- TASK REQUIREMENTS
a) In the discussion of the HACKS protrusion framework, condense the paragraph beginning "We were also able to quantitatively measure" into a short bulleted list that keeps its main facts.
b) Pick up the discussion of the HACKS protrusion framework after its final sentence and write the next paragraph.

We have demonstrated that our computational framework HACKS could effectively deconvolve heterogeneous subcellular protrusion activities into distinct protrusion phenotypes, establish an association between the each protrusion phenotype and the underlying differential actin regulator dynamics, and reveal specific phenotypes susceptible to pharmacological perturbations. Although previous studies have examined the spatiotemporal patterning of cell edge dynamics11,43,44,45, our study is the first to propose an effective framework to analyze the temporal heterogeneity in protrusion activities at the subcellular level and identify the subcellular protrusion phenotype. Together with the functional assays, we identified “strongly accelerating protrusion” susceptible to the pharmacological perturbations. Although previous studies also described persistent protrusion based on protrusion distance on longer time scales11,13,37,46, we first dissected protrusion phenotypes at fine spatiotemporal scales and quantitatively characterized persistently “accelerating protrusion”. Intriguingly, accelerating protrusion was later shown to be regulated by distinct actin regulator dynamics, although they accounted for a minor portion of the entire sampled protrusions. This finding indicates that identifying even a small subset of phenotypes is crucial to fully understand the mechanism underlying heterogeneous cellular behaviors.

We were also able to quantitatively measure how the underlying molecular dynamics are coordinated with protrusion phenotypes, thereby revealing the hidden variability of molecular regulatory mechanisms. Elucidating exact regulatory mechanisms related to protrusion heterogeneity has been difficult partly because it remains challenging to experimentally perturb a subset of molecules involved with specific subcellular phenotypes in situ. To address this challenge, our framework employed highly specific computational analyses. The result of our analyses provided quantitative and detailed information about the differential coordination between molecular dynamics and the protrusion phenotype at the subcellular level.

- GIVEN DATA
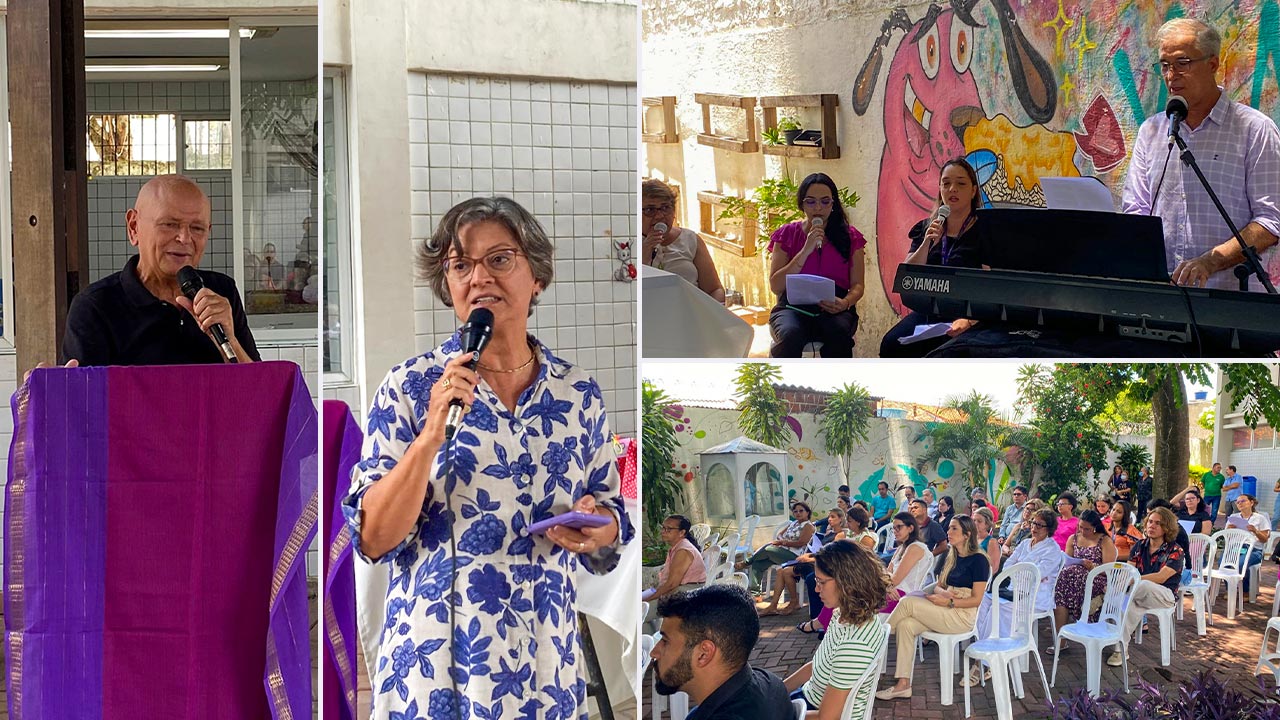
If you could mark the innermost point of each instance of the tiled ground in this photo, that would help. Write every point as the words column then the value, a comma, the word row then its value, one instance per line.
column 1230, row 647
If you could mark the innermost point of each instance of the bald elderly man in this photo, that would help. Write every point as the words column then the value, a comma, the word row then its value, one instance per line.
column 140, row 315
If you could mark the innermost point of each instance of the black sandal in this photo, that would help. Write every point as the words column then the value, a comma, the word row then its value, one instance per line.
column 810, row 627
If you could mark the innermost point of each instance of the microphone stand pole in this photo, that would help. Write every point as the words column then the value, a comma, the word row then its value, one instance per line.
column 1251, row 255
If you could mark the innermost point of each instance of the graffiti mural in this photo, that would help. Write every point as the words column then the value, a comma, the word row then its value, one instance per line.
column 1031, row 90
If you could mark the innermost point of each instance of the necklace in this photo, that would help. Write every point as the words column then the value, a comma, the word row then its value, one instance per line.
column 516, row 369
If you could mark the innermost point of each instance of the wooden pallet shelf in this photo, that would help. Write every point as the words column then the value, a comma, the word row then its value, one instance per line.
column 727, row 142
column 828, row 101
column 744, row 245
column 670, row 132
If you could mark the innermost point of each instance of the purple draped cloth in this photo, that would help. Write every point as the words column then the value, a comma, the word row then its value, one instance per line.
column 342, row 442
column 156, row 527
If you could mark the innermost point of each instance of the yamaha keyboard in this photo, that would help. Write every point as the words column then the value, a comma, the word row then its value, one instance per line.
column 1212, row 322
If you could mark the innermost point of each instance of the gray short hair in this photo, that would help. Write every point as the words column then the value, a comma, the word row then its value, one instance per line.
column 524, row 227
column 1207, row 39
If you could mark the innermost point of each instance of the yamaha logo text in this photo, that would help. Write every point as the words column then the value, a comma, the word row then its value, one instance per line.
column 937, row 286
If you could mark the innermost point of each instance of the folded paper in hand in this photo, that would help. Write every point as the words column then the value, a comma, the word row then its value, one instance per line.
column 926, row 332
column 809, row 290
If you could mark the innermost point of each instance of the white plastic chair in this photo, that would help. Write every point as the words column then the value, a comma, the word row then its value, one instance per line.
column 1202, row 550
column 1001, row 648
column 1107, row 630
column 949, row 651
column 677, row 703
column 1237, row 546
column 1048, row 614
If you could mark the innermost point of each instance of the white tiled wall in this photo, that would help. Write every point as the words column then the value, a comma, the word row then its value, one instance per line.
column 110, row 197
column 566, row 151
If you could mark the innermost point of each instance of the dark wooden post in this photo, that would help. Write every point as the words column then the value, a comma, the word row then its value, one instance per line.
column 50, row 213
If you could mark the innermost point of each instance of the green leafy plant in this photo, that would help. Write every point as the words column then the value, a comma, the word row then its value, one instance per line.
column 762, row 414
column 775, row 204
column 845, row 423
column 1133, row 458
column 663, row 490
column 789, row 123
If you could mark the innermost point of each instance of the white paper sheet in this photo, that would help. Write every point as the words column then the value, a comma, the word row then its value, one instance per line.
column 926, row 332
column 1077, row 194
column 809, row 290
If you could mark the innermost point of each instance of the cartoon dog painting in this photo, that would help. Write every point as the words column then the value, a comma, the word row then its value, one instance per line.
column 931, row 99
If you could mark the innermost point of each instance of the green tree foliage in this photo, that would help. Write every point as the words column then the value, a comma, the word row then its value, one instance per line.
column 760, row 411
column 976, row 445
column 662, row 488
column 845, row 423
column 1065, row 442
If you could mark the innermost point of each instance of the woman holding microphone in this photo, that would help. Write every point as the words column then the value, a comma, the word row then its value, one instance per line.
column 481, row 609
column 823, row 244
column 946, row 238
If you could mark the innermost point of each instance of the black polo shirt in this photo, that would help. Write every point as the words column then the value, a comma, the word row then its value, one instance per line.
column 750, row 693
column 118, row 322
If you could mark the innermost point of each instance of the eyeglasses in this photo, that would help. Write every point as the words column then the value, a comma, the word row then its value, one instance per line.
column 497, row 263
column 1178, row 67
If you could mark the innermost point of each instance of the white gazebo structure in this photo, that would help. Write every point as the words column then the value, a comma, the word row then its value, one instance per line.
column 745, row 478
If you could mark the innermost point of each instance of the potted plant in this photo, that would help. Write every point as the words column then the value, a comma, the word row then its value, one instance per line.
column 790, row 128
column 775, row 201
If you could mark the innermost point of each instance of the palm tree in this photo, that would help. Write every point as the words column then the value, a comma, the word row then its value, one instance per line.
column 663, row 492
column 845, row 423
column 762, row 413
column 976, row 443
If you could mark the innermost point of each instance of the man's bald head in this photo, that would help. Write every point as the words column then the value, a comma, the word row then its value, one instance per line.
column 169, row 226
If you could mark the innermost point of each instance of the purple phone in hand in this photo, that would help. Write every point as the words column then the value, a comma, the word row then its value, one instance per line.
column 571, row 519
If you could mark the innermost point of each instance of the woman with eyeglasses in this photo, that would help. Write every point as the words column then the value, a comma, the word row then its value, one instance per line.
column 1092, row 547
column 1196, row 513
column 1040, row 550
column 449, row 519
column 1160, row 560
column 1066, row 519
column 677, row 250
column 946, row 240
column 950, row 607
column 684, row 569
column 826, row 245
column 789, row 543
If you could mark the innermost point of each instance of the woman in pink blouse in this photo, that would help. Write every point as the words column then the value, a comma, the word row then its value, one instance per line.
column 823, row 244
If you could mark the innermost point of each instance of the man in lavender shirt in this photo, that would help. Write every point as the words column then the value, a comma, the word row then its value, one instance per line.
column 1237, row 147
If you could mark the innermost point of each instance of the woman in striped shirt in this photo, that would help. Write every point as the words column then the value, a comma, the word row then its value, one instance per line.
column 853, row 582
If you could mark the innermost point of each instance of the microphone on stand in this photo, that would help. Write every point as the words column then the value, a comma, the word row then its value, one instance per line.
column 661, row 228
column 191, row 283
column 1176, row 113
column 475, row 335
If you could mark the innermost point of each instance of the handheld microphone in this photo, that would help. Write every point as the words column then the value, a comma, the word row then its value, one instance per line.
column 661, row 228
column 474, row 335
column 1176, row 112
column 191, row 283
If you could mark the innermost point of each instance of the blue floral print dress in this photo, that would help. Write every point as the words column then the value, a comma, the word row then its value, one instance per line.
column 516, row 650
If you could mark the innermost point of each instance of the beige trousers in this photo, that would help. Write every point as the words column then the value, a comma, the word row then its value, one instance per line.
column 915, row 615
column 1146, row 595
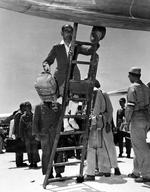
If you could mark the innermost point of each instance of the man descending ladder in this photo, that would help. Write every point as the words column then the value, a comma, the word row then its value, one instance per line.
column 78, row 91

- TASK ANSWERS
a)
- The study quantitatively measured how molecular dynamics are coordinated with protrusion phenotypes, revealing hidden variability in molecular regulatory mechanisms.
- Pinning down the regulatory mechanisms behind protrusion heterogeneity has been difficult, partly because it is hard to experimentally perturb, in situ, a subset of molecules tied to specific subcellular phenotypes.
- The framework addressed this with highly specific computational analyses.
- These analyses gave quantitative, detailed information on the differential coordination between molecular dynamics and protrusion phenotype at the subcellular level.

b)
We also demonstrated that we could deconvolve the heterogeneity of drug responses of cellular protrusions using our HACKS framework by mapping protrusion time-series to two-dimensional phenotypic space using t-SNE and our time series clustering results. This approach revealed the protrusion phenotypes susceptible to pharmacological perturbations and functionally validated our hypothesis drawn from the statistical analysis: the temporally ordered coordination between Arp2/3 and VASP drives the accelerating protrusion. To date, the Arp2/3 complex has been widely accepted as a master organizer of branched actin networks in lamellipodia that acts by nucleating actin filaments27, whereas VASP has been thought to be an elongator of actin filaments or anti-capper of the barbed ends30,31,35,47. In this study, we focused on the distinct recruitment dynamics of Arp3 and VASP identified in the accelerating protrusion phenotype (Cluster III). This suggested that Arp2/3-dependent actin nucleation provides a branched structural foundation for protrusion activity, and VASP-mediated actin elongation subsequently takes over to persistently accelerate protrusions. Our functional studies using CK666 and Cytochalasin D confirmed that this coordination is critical to strongly accelerating cell protrusion and the recruitment timing and duration of Arp3 and VASP is finely regulated to generate differential protrusion activities. Notably, VASP was reported to increase cell protrusion activities37,38,46, and has been implicated in cancer invasion and migration37,48,49. Thus, the coordination of Arp2/3 and VASP may regulate the plasticity of protrusion phenotypes, and the functional deregulation of VASP or its isoforms in cancer may promote cellular migratory behaviors by promoting accelerating protrusion.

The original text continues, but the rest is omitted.